* [Work required]: Type out the material below exactly.

::: Dataset extract :::

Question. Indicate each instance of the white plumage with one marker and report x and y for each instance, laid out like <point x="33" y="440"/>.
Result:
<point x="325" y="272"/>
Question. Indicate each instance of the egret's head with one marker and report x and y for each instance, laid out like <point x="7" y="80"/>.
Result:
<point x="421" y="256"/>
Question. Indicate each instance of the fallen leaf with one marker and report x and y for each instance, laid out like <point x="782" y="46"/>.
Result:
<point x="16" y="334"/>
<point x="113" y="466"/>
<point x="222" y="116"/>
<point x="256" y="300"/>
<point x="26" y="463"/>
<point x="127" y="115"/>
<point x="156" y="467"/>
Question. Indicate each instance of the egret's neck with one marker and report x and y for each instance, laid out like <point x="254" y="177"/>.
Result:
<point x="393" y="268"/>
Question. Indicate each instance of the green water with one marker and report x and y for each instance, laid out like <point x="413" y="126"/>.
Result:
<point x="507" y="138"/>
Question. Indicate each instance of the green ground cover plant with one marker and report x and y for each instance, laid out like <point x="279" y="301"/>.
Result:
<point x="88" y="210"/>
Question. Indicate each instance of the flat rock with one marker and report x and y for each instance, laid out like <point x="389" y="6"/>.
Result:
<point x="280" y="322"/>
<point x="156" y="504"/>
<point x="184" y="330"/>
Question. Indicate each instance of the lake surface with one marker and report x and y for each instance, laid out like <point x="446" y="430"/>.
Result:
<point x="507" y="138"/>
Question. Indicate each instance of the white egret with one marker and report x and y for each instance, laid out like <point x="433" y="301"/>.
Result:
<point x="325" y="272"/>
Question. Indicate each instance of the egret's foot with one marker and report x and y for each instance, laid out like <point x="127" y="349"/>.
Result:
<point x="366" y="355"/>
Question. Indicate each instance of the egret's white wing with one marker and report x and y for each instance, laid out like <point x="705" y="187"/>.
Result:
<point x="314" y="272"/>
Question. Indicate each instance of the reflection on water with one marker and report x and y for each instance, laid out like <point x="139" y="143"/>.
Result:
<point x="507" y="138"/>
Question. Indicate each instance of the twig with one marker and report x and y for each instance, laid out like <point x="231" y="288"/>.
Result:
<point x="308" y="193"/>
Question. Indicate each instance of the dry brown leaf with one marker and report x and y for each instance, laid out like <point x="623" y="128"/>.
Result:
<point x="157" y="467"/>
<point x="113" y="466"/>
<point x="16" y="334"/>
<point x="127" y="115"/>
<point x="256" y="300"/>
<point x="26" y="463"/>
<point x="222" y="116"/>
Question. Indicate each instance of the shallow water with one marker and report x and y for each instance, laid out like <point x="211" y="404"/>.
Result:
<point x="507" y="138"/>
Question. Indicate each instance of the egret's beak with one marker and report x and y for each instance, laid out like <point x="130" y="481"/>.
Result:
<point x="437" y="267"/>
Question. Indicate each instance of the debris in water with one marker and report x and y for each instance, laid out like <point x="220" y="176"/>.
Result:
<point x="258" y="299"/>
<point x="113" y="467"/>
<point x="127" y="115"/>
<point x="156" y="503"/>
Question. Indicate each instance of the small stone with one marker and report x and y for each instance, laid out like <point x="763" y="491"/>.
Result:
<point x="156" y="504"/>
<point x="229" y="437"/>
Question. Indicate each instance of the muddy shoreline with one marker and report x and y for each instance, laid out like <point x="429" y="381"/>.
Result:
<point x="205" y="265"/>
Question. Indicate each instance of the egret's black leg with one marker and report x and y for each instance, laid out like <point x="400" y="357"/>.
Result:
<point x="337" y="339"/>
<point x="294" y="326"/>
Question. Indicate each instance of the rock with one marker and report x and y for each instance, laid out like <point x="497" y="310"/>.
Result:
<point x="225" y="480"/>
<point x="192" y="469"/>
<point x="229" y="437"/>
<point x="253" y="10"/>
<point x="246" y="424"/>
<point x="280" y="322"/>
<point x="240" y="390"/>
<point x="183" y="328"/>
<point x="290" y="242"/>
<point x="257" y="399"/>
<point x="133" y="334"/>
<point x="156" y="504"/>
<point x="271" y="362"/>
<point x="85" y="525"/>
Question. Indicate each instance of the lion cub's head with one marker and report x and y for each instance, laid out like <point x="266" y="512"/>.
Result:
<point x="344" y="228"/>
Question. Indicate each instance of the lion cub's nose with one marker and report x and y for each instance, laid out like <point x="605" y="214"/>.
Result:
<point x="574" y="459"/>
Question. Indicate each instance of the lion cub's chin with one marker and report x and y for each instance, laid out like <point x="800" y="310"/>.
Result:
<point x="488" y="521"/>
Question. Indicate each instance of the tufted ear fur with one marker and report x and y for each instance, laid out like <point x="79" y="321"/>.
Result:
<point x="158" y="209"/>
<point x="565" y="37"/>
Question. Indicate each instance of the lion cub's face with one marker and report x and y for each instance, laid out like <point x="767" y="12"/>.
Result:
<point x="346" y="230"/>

:::

* [Written solution]:
Question. Indicate each instance of the white plumage with one marker and report x and y for each instance, laid out like <point x="33" y="440"/>.
Result:
<point x="325" y="272"/>
Question. Indicate each instance of the egret's head with one marker and report x and y for each instance, laid out like <point x="7" y="80"/>.
Result:
<point x="421" y="256"/>
Question. Indicate each instance of the fallen leaf with one marker and report x and y for each instance, laid out like <point x="782" y="46"/>.
Result:
<point x="16" y="334"/>
<point x="113" y="466"/>
<point x="222" y="116"/>
<point x="256" y="300"/>
<point x="26" y="463"/>
<point x="127" y="115"/>
<point x="156" y="467"/>
Question. Indicate each instance of the egret's neck with one marker and report x and y for each instance, laid out like <point x="254" y="177"/>.
Result:
<point x="393" y="268"/>
Question. Indicate each instance of the green water with one marker and report x and y for each instance, laid out like <point x="413" y="126"/>.
Result:
<point x="507" y="138"/>
Question. Indicate each instance of the green ground cover plant with one marker and report x and y for each instance, laid out like <point x="279" y="301"/>.
Result:
<point x="88" y="210"/>
Question. Indicate each instance of the flat rock with one marker and report x and y for each instance, laid out like <point x="389" y="6"/>.
Result:
<point x="280" y="322"/>
<point x="156" y="504"/>
<point x="184" y="330"/>
Question. Indicate each instance of the lake surface with one marker and report x and y for each instance, laid out like <point x="446" y="430"/>.
Result:
<point x="507" y="138"/>
Question. Indicate each instance of the white egret with one marker and report x and y for each instance, laid out like <point x="433" y="301"/>.
Result:
<point x="325" y="272"/>
Question. Indicate each instance of the egret's foot with one marker and report x and y for each instance, laid out like <point x="127" y="349"/>.
Result:
<point x="366" y="355"/>
Question. Indicate each instance of the egret's white wing with one marker and report x and y for each instance, laid out like <point x="705" y="187"/>.
Result:
<point x="314" y="272"/>
Question. Indicate each instance of the reflection on water with one marker and report x and y for each instance, laid out like <point x="139" y="143"/>.
Result:
<point x="507" y="138"/>
Question. Indicate each instance of the twig with one marker and report x and y for each instance, laid out like <point x="231" y="288"/>.
Result:
<point x="308" y="193"/>
Question. Indicate each instance of the dry brown leaf with one marker and report x and y for each instance, laid out like <point x="623" y="128"/>.
Result:
<point x="157" y="467"/>
<point x="113" y="466"/>
<point x="16" y="334"/>
<point x="127" y="115"/>
<point x="256" y="300"/>
<point x="26" y="463"/>
<point x="222" y="116"/>
Question. Indicate each instance of the shallow water with one marker and report x and y for each instance, laid out like <point x="211" y="404"/>.
Result:
<point x="507" y="138"/>
Question. Indicate each instance of the egret's beak with one marker and report x and y for each instance, laid out like <point x="130" y="481"/>.
Result:
<point x="437" y="267"/>
Question. Indicate each instance of the debris in water with one marker and report x and y for each instance, laid out like <point x="220" y="176"/>.
Result:
<point x="258" y="299"/>
<point x="113" y="467"/>
<point x="127" y="115"/>
<point x="156" y="503"/>
Question. Indicate each instance of the small stone with one marker and report x and y for each instance, laid out like <point x="763" y="491"/>.
Result:
<point x="156" y="504"/>
<point x="229" y="437"/>
Question. Indicate each instance of the muddy shoreline with one marker and report x and y for each instance, laid out like <point x="429" y="381"/>.
Result:
<point x="205" y="265"/>
Question. Indicate each instance of the egret's black leg with one marker and report x and y for each instance, laid out like <point x="400" y="357"/>.
Result:
<point x="337" y="339"/>
<point x="294" y="326"/>
Question. Indicate each instance of the rock with one marker and report x and y for each instance, laid out like <point x="497" y="310"/>.
Result:
<point x="225" y="480"/>
<point x="192" y="469"/>
<point x="229" y="437"/>
<point x="253" y="10"/>
<point x="246" y="424"/>
<point x="280" y="322"/>
<point x="240" y="390"/>
<point x="183" y="328"/>
<point x="290" y="242"/>
<point x="257" y="399"/>
<point x="133" y="334"/>
<point x="156" y="504"/>
<point x="271" y="362"/>
<point x="85" y="525"/>
Question. Indicate each instance of the lion cub's head with one marker and report x and y for each instance, laid out like <point x="266" y="512"/>.
Result:
<point x="344" y="228"/>
Question. Indicate each instance of the lion cub's nose with one marker and report x and y for each instance, laid out like <point x="605" y="214"/>.
Result:
<point x="574" y="459"/>
Question. Indicate each instance of the lion cub's chin with one marker and report x and y for each instance, laid out like <point x="800" y="310"/>.
Result:
<point x="488" y="521"/>
Question. Indicate each instance of the tufted ear fur with one marker and report x and y for each instance, laid out like <point x="79" y="321"/>.
Result:
<point x="158" y="209"/>
<point x="565" y="37"/>
Question. Indicate each instance of the lion cub's face with one marker and report x and y for each instance, laid out like <point x="767" y="12"/>.
Result:
<point x="346" y="230"/>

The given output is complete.